- _Things to do_
**a)** Retype the stretch of the forum thread about Goldens sensing illness from "I found myself" through "much about it!", keeping every character unchanged.
**b)** Carry on the forum thread about whether Goldens sense when their owners feel ill, picking up right after its last line.
*** Opening of Document extract ***
# Does your Golden seem to know when you are feeling ill?



## gold4me (Mar 12, 2006)

My kids really seem to pick up on how I feel. It amazes me.


----------



## Brandy's Mom (Oct 5, 2005)

A few months ago, I was extremely sick with food poisoning. Wound up sleeping all day in bed. Brandy -- my "I have to go outside" 20 times a day dog -- slept by my side all day long without moving. Jenna and Charlie also joined me in bed, a very rare happening for Jenna.


----------



## Paul B (Jan 2, 2006)

Harvey definitelt knew about my problem the other day.
I found myself doubled up on the floor with terible cramp in both thighs. I must admit to be almost crying out in pain. He came over to check me out. Apparently it was really cute, but I didn't know too much about it!


----------



## orfjara (May 22, 2005)

I have Arthritis and often find when my hands are particularly painful the dogs want to lick them. They seem to know and want to help


----------



## rosemary (Jul 7, 2007)

oh yes arnie definitly know i suffer with srious mental health issues and if im heading in the direction of what i call my red zone he is there by my side


----------



## AquaClaraCanines (Mar 5, 2006)

God love them, but no... they are still happy, goofy, and toy oriented when I am in distress.

My Whippets, however, stop playing, even show visable stress when I am sick or upset. As a breed they are very sensitive, though. My Goldens are always ready for a cuddle, though, where as my Whippets are not very affectionate. 

So... I appreciate the fact my Whippets are in tune enough to realize when I am heading down the downward spiral, but I appreciate that my goldens come cuddle when I need it most!


----------



## Pointgold (Jun 6, 2007)
*** Close of Document extract ***
*** Opening of Dataset records ***
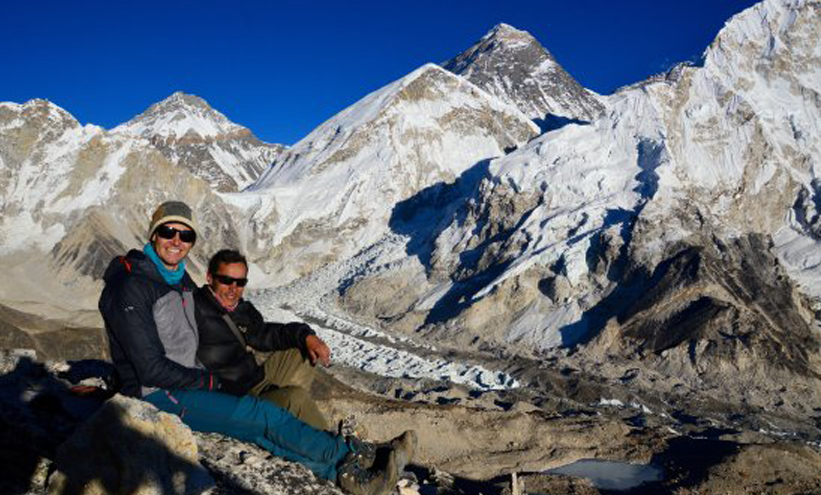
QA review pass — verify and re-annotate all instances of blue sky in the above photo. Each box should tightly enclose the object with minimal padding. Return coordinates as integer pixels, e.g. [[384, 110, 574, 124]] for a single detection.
[[0, 0, 755, 144]]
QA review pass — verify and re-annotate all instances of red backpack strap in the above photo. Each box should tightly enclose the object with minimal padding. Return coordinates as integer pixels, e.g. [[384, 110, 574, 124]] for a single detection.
[[120, 256, 131, 273]]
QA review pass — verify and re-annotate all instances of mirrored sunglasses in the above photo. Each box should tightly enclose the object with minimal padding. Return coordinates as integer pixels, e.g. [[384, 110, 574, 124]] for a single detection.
[[156, 225, 197, 244], [214, 274, 248, 287]]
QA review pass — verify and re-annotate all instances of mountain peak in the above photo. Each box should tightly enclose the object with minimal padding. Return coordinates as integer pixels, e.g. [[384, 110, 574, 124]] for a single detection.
[[482, 22, 539, 44], [442, 23, 603, 121], [114, 91, 249, 139]]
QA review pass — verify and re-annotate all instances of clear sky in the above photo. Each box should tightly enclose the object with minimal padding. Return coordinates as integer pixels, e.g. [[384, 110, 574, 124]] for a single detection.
[[0, 0, 756, 144]]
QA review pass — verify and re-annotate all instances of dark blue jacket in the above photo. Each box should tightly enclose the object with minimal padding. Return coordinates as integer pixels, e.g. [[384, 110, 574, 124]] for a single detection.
[[99, 250, 218, 397]]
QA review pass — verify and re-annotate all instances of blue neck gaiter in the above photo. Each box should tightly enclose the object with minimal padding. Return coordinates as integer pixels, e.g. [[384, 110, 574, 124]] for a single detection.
[[143, 242, 185, 285]]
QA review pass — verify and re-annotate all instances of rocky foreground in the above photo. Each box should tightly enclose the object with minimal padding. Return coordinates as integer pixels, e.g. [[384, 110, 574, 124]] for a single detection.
[[0, 352, 821, 495]]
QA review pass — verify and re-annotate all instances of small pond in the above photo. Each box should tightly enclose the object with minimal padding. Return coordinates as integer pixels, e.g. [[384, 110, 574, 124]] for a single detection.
[[547, 459, 664, 490]]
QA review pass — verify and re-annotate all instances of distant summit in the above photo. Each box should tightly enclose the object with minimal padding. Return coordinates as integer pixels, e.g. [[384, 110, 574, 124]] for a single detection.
[[112, 91, 283, 192], [442, 24, 604, 124], [113, 91, 251, 139]]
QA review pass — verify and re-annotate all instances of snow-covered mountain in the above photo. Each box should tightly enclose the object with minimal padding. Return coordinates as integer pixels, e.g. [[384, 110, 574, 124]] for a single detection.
[[442, 24, 604, 126], [0, 0, 821, 430], [112, 92, 283, 192], [0, 93, 279, 314], [235, 64, 538, 283], [330, 0, 821, 414]]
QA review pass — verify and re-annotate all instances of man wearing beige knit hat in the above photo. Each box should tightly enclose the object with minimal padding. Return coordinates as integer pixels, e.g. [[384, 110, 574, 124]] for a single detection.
[[99, 201, 416, 495]]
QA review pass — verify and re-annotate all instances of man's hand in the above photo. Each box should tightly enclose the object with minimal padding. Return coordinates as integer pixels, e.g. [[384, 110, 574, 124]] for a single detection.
[[305, 335, 331, 368]]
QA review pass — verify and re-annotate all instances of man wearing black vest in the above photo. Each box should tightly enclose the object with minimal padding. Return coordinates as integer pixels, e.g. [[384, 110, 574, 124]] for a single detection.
[[194, 249, 331, 430]]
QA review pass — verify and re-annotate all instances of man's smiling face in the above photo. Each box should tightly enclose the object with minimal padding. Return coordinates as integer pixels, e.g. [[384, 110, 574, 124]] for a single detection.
[[151, 222, 193, 271]]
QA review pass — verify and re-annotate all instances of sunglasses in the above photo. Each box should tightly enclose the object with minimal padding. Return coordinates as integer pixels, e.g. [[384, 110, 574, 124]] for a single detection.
[[214, 274, 248, 287], [155, 225, 197, 244]]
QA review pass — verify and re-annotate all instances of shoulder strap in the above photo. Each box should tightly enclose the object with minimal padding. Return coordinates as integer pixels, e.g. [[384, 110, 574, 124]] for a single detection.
[[222, 313, 248, 347]]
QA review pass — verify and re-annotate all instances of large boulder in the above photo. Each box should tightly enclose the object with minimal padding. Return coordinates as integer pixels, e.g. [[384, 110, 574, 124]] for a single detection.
[[49, 395, 214, 495]]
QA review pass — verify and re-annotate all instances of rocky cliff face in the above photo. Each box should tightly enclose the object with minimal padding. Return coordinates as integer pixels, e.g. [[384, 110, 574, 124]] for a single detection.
[[0, 94, 278, 317], [246, 64, 538, 283], [0, 0, 821, 476], [442, 24, 604, 125], [340, 1, 821, 422]]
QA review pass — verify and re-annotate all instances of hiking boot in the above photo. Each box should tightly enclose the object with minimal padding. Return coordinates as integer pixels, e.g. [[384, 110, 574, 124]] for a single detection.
[[345, 430, 418, 474], [337, 450, 399, 495], [345, 436, 378, 469], [388, 430, 419, 473]]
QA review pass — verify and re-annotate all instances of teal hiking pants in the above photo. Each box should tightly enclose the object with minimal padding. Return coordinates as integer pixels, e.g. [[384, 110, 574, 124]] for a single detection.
[[143, 390, 350, 481]]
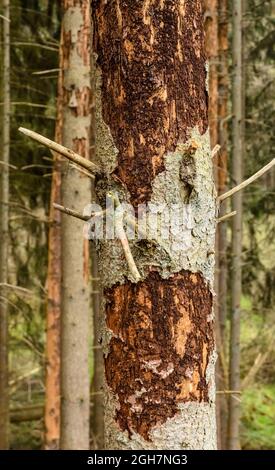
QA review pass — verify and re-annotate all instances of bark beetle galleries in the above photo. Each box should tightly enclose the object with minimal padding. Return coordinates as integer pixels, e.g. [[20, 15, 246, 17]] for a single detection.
[[92, 0, 208, 205], [105, 271, 214, 440]]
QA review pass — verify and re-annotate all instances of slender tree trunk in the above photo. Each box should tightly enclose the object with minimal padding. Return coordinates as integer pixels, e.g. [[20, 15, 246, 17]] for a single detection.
[[61, 0, 91, 449], [0, 0, 10, 450], [45, 40, 63, 450], [228, 0, 243, 450], [205, 0, 222, 449], [92, 0, 219, 449]]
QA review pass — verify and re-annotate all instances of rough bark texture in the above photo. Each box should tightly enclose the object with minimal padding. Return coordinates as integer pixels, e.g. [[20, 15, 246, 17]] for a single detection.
[[205, 0, 228, 449], [91, 246, 104, 449], [228, 0, 243, 450], [45, 48, 63, 450], [61, 0, 91, 449], [0, 0, 10, 450], [92, 0, 216, 449], [217, 0, 229, 449], [204, 0, 219, 151]]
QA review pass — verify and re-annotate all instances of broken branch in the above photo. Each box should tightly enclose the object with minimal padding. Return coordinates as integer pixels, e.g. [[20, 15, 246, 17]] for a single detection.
[[112, 194, 141, 282], [19, 127, 101, 173], [218, 158, 275, 202]]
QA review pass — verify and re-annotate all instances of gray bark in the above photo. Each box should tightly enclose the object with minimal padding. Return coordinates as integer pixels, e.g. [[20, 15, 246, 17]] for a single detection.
[[228, 0, 243, 450], [61, 1, 91, 450]]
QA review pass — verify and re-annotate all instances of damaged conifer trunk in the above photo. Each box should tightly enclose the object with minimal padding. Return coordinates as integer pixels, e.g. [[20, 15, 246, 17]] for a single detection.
[[92, 0, 216, 449]]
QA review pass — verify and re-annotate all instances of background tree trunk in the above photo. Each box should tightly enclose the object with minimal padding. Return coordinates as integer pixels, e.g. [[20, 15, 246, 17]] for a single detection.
[[61, 0, 91, 450], [228, 0, 243, 450], [92, 0, 219, 449], [217, 0, 229, 449], [0, 0, 10, 450], [45, 42, 64, 450]]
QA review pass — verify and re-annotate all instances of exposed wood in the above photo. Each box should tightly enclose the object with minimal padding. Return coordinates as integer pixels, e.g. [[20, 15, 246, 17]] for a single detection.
[[53, 202, 91, 221]]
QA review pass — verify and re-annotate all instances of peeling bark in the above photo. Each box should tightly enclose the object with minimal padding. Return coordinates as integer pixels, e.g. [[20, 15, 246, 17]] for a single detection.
[[92, 0, 216, 449], [105, 271, 214, 440]]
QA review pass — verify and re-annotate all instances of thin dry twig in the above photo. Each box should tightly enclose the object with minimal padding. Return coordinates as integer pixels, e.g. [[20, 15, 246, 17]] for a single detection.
[[218, 158, 275, 202], [19, 127, 101, 173], [217, 211, 237, 224]]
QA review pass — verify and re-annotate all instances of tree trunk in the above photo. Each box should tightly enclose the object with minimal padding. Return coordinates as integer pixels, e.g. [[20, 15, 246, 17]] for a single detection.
[[217, 0, 229, 449], [205, 0, 224, 449], [92, 247, 104, 449], [91, 38, 104, 449], [45, 39, 63, 450], [228, 0, 243, 450], [0, 0, 10, 450], [61, 0, 91, 450], [92, 0, 219, 450]]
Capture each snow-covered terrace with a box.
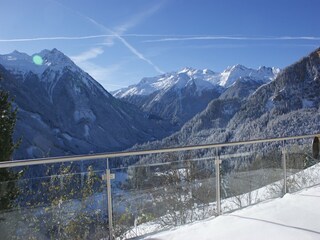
[144,185,320,240]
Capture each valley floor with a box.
[145,185,320,240]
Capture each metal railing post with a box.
[282,148,288,195]
[103,158,115,240]
[215,154,221,215]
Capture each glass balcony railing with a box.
[0,135,320,239]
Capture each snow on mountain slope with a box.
[0,49,175,159]
[113,65,279,127]
[113,68,221,98]
[113,65,280,98]
[216,64,280,87]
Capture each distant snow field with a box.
[144,185,320,240]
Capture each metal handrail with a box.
[0,133,320,168]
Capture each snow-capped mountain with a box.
[216,64,280,88]
[0,49,174,158]
[113,65,279,127]
[134,48,320,148]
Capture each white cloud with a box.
[70,47,104,64]
[143,35,320,43]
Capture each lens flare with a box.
[32,55,43,65]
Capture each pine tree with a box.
[0,75,19,210]
[0,90,18,162]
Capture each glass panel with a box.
[111,151,216,238]
[220,143,284,213]
[0,161,108,239]
[286,139,320,193]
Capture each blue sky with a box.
[0,0,320,90]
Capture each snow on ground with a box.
[144,185,320,240]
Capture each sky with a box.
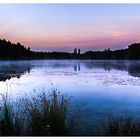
[0,4,140,51]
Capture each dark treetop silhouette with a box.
[0,39,140,60]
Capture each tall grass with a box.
[0,90,73,136]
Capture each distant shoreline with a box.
[0,39,140,60]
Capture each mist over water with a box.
[0,60,140,135]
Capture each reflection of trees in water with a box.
[128,63,140,77]
[74,63,81,71]
[0,63,31,81]
[85,61,127,71]
[85,61,140,77]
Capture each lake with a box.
[0,60,140,135]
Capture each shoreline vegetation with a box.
[0,39,140,60]
[0,90,74,136]
[0,90,140,136]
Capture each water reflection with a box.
[0,61,31,81]
[0,60,140,81]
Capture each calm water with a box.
[0,60,140,135]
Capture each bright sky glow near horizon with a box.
[0,4,140,51]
*** Close of Dataset records ***
- _Expected results_
**a)**
I found myself doubled up on the floor with terible cramp in both thighs. I must admit to be almost crying out in pain. He came over to check me out. Apparently it was really cute, but I didn't know too much about it!

**b)**
A _resounding _*YES! *
I will tell you that when my dear friend and partner returned to MI from FL with her husband, and picked up the dogs from my place, they acted abnormally "connected". Of course, they were with me for nearly 6 weeks (our co-owned retired Champion male, his son, is sister, and another spayed bitch) so the usual "we're SO happy you're home!" was expected, but this went beyond that. Gini said they were acting "weird" and would NOT leave her side. She was diagnosed with advanced colon cancer a week later...


----------



## AquaClaraCanines (Mar 5, 2006)

I'm very sorry for the loss of your friend. I know you must miss her terribly.


----------



## Pointgold (Jun 6, 2007)

AquaClaraCanines said:


> I'm very sorry for the loss of your friend. I know you must miss her terribly.


Thanks, Jenna, some days it is nearly unbearable. She was a wonderful, inspirational woman.


----------



## AquaClaraCanines (Mar 5, 2006)

Sabrina was named after just such a friend of mine. I am sure her dogs miss her terribly, too. I know (human) Sabrina's Greyhounds miss her.


----------



## TheHooch (May 9, 2007)

River seems to know before I do. But them rest of them definitely know.


----------



## Pointgold (Jun 6, 2007)

AquaClaraCanines said:


> Sabrina was named after just such a friend of mine. I am sure her dogs miss her terribly, too. I know (human) Sabrina's Greyhounds miss her.


I will, someday, have a Gigi, which was Gini's grandchildren's name for her. It will be a very, very special girl who gets that name...


----------



## Bailey & Bentley (Feb 25, 2007)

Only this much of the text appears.